• REQUIREMENT: List each line of the data in which the string "below" appears.

PROVIDED MATERIAL Start Marker

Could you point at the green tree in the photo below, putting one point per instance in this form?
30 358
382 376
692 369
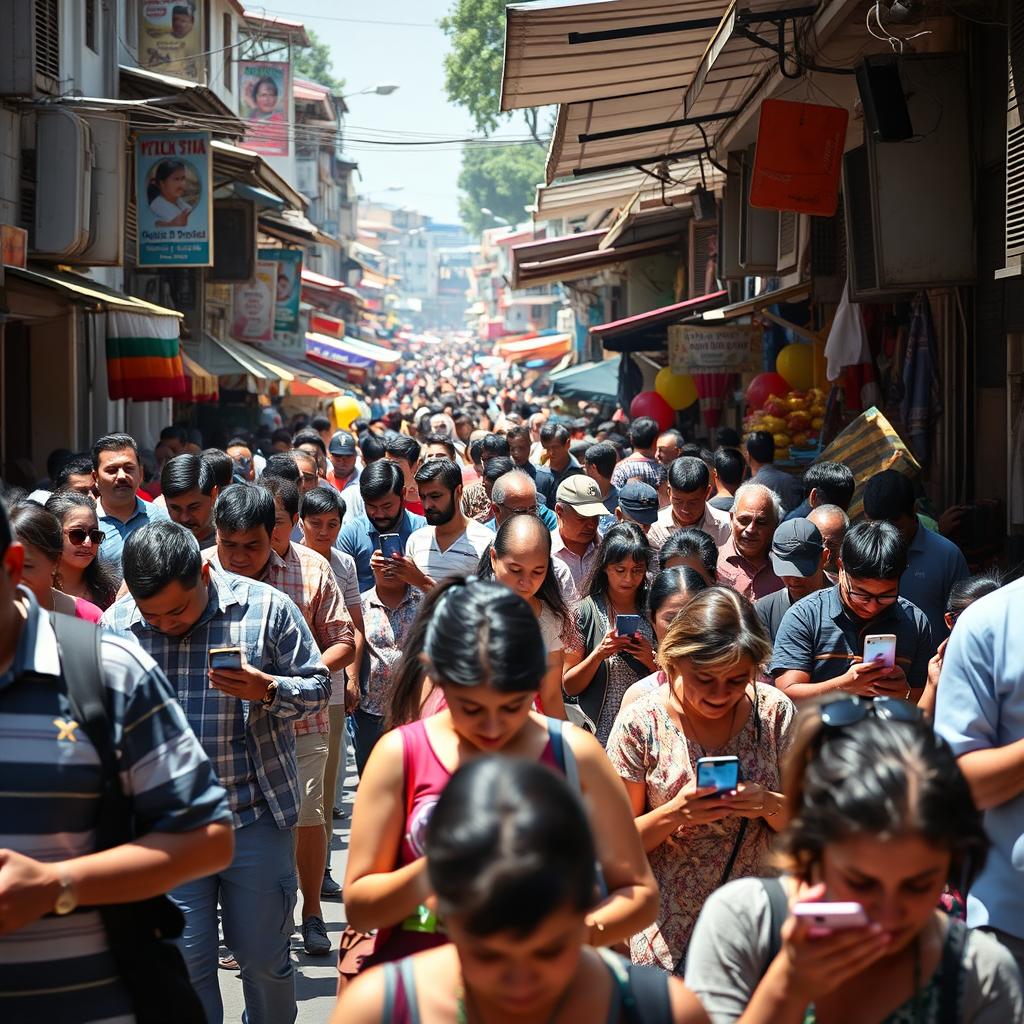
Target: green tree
500 178
473 66
314 62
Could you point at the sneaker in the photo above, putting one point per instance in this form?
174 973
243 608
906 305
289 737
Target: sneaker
314 937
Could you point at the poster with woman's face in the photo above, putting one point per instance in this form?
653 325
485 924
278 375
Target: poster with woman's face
265 90
171 37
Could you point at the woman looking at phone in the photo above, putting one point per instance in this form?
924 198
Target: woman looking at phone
697 838
882 818
617 637
482 647
511 858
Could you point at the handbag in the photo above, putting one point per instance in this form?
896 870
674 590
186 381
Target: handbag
151 967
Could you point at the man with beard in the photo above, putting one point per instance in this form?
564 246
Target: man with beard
381 487
118 472
450 544
189 491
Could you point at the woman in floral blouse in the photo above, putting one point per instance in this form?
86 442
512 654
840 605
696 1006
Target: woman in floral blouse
696 840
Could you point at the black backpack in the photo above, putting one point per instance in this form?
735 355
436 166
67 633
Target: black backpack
152 969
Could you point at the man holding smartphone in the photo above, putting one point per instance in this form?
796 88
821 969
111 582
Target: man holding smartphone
177 610
820 642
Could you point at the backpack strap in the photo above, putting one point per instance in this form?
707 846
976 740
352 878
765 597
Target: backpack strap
951 974
778 908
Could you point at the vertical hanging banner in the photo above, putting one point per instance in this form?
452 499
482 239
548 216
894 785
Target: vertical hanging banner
265 89
170 38
172 199
288 287
253 304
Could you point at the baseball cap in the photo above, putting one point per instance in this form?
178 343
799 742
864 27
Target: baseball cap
796 548
639 502
342 443
583 494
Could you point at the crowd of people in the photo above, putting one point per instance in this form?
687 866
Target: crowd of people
644 730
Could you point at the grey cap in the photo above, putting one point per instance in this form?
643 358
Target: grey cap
342 443
639 502
796 548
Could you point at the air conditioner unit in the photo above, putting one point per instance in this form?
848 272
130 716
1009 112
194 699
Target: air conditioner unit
107 215
908 208
32 59
758 228
64 184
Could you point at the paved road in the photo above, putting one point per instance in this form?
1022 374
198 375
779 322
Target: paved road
315 977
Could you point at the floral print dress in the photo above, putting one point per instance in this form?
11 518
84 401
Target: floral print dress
647 745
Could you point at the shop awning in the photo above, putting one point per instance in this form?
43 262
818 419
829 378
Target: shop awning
646 332
781 296
231 163
549 346
90 293
566 50
735 59
348 351
592 381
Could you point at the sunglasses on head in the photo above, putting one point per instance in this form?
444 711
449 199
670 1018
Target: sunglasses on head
848 711
78 536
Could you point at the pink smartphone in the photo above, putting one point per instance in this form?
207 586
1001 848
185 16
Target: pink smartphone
830 916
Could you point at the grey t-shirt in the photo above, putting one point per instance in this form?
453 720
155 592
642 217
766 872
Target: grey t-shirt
728 952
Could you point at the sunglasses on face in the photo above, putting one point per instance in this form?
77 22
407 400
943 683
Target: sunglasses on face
78 536
849 711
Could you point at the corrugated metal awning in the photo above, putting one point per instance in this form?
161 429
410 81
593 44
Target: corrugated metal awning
559 51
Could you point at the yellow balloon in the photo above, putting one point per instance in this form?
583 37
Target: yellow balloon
677 389
346 409
795 365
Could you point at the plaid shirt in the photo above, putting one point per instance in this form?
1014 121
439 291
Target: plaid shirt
252 745
308 580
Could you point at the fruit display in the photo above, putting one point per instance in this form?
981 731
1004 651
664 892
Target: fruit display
794 420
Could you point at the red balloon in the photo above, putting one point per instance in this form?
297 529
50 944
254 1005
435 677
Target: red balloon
652 404
763 387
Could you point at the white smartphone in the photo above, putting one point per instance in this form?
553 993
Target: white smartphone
881 647
830 916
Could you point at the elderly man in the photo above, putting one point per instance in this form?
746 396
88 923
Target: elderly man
743 562
690 486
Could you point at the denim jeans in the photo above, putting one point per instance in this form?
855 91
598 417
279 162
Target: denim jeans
257 900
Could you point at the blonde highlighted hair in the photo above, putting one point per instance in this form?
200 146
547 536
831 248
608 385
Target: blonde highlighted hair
717 629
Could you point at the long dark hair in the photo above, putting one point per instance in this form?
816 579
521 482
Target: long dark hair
549 593
467 633
508 845
624 541
164 170
877 777
100 576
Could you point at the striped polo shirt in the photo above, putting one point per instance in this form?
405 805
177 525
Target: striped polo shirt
59 968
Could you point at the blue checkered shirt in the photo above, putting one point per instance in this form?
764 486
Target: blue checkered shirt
251 745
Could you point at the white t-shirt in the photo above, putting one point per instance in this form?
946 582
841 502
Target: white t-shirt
462 558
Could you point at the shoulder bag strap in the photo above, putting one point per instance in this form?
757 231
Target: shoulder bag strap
951 975
778 907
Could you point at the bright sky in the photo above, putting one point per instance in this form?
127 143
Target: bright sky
394 41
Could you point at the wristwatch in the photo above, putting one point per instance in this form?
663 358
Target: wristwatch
68 897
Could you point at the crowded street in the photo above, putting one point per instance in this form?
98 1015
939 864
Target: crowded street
511 513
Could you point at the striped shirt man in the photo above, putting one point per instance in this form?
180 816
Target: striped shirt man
59 968
252 745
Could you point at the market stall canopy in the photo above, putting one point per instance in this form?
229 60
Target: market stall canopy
647 332
561 51
349 351
590 381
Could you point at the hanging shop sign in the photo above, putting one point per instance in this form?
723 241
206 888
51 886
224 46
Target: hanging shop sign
171 38
265 87
172 199
253 304
695 348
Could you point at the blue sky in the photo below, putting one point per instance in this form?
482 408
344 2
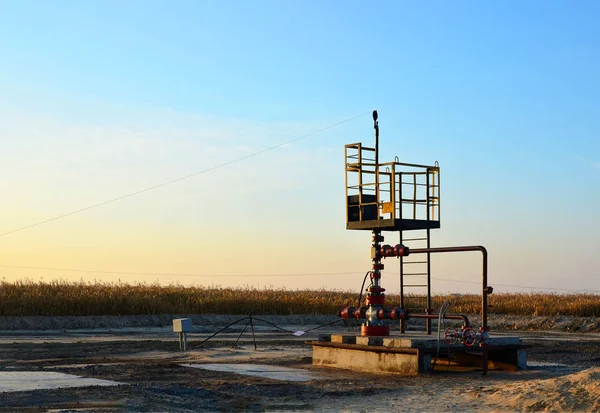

PROVIDED MATERIAL End Marker

• ANSWER FOR THE TASK:
Could you point at the green tree in the photo below, putting one point per instance in this form?
Could you point at the blue sky in the photo below, putting one point per instance in this form?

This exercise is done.